DOCUMENT PASSAGE

Content starts

Stochastic Turing patterns in the development of a one-dimensional organism

TYPEStatistical & Bio Seminar
Speaker:Prof. Joel Stavans
Organizer:Yariv Kafri
Time:14:30 - 15:30
Location:Lidow Nathan Rosen (300)

Cells having the same genetic information can behave very differently, due to inevitable

stochastic fluctuations in gene expression, known as noise. How do cells in multicellular

organisms achieve high precision in their developmental fate in the presence of noise, in

order to reap the benefits of division of labor? We address this fundamental question

from Systems Biology and Statistical Physics perspectives, with Anabaena cyanobacterial

filaments as a model system, one of the earliest examples of multicellular organisms in

Nature. These filaments can form one-dimensional, nearly-regular patterns of cells of

two types. The developmental program uses tightly regulated, non-linear processes that

include activation, inhibition, and transport, in order to create spatial and temporal

patterns of gene expression that we can follow in real time, at the level of individual

cells. We study cellular decisions, properties of the genetic network behind pattern

formation, and establish the spatial extent to which gene expression is correlated along

filaments. Motivated by our experimental results, I will show that pattern formation in

Anabaena can be described theoretically by a minimal, three-component model that

exhibits a deterministic, diffusion-driven Turing instability in a small region of parameter

space. Furthermore, I will discuss how noise can enhance considerably the robustness of

the developmental program, by promoting the formation of stochastic patterns in

regions of parameter space for which deterministic patterns do not form, suggesting a

novel, much more robust mechanism for pattern formation in this and other systems.

Content ends

PROVIDED MATERIAL

Content starts

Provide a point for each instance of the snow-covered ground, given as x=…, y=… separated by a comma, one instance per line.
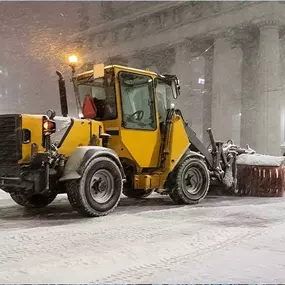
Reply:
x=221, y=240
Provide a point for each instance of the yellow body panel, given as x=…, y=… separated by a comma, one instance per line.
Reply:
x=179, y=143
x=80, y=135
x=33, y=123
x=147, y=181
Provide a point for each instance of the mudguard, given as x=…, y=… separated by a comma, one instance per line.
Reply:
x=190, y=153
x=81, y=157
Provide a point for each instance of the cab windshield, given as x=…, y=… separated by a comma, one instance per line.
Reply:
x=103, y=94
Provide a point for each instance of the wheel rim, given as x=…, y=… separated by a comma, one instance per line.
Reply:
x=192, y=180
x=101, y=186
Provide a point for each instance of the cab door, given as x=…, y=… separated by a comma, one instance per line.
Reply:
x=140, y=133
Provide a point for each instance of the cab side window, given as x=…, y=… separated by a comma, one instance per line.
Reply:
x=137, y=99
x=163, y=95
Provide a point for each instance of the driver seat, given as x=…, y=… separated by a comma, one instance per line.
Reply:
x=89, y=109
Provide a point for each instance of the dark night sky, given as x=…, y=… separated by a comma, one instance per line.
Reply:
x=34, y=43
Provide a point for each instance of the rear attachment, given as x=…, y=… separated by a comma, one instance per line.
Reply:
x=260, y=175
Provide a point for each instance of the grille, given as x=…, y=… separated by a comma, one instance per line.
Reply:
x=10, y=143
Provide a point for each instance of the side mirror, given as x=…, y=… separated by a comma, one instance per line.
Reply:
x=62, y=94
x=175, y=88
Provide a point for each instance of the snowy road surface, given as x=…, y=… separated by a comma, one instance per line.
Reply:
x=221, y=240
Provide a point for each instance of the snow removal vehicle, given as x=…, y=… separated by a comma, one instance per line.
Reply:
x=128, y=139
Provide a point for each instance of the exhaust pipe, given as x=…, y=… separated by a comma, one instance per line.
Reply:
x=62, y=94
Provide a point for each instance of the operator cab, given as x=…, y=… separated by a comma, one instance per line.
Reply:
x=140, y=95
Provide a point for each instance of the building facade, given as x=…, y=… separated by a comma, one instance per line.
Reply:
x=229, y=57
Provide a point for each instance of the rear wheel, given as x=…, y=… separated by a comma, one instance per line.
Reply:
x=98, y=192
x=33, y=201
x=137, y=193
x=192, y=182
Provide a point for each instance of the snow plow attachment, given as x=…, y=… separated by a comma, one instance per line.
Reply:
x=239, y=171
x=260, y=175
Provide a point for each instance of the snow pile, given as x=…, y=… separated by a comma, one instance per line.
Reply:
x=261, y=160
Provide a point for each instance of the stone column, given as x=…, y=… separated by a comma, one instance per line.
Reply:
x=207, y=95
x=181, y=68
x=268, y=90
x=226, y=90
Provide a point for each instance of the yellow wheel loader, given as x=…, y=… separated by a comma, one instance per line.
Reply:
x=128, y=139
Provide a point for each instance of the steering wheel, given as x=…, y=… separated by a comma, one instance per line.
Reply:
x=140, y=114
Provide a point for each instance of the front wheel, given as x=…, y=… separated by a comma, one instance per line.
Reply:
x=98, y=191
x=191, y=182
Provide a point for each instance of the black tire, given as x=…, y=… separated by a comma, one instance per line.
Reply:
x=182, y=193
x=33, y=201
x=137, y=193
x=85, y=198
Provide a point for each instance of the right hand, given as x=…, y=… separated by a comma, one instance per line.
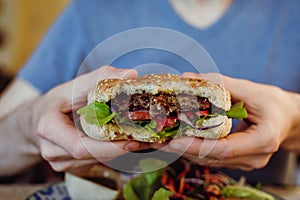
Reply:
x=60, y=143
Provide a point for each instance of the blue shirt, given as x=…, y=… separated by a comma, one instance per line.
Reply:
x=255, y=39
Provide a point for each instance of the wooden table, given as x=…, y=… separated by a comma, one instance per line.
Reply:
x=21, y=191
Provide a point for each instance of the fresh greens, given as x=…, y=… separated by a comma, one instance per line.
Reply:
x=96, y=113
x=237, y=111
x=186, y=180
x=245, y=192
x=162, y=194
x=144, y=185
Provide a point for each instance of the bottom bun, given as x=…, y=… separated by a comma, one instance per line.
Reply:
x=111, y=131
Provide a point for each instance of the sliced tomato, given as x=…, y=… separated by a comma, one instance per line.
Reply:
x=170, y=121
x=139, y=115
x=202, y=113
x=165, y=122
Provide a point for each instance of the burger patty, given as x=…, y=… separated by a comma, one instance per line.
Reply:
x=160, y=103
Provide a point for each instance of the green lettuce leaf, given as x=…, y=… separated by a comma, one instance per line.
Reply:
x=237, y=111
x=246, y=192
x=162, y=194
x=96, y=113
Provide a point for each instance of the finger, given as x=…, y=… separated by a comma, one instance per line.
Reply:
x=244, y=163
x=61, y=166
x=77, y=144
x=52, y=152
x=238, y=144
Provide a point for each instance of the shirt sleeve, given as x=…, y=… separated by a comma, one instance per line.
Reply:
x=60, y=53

Content ends

WHAT TO DO
1. What model system does the seminar abstract use?
2. In the seminar abstract, take the passage starting at "Anabaena can be" and ending at "and other systems.", and swap "minimal" for "simple".

SOLUTIONS TO EACH TASK
1. Anabaena cyanobacterial filaments.

2.
Anabaena can be described theoretically by a simple, three-component model that

exhibits a deterministic, diffusion-driven Turing instability in a small region of parameter

space. Furthermore, I will discuss how noise can enhance considerably the robustness of

the developmental program, by promoting the formation of stochastic patterns in

regions of parameter space for which deterministic patterns do not form, suggesting a

novel, much more robust mechanism for pattern formation in this and other systems.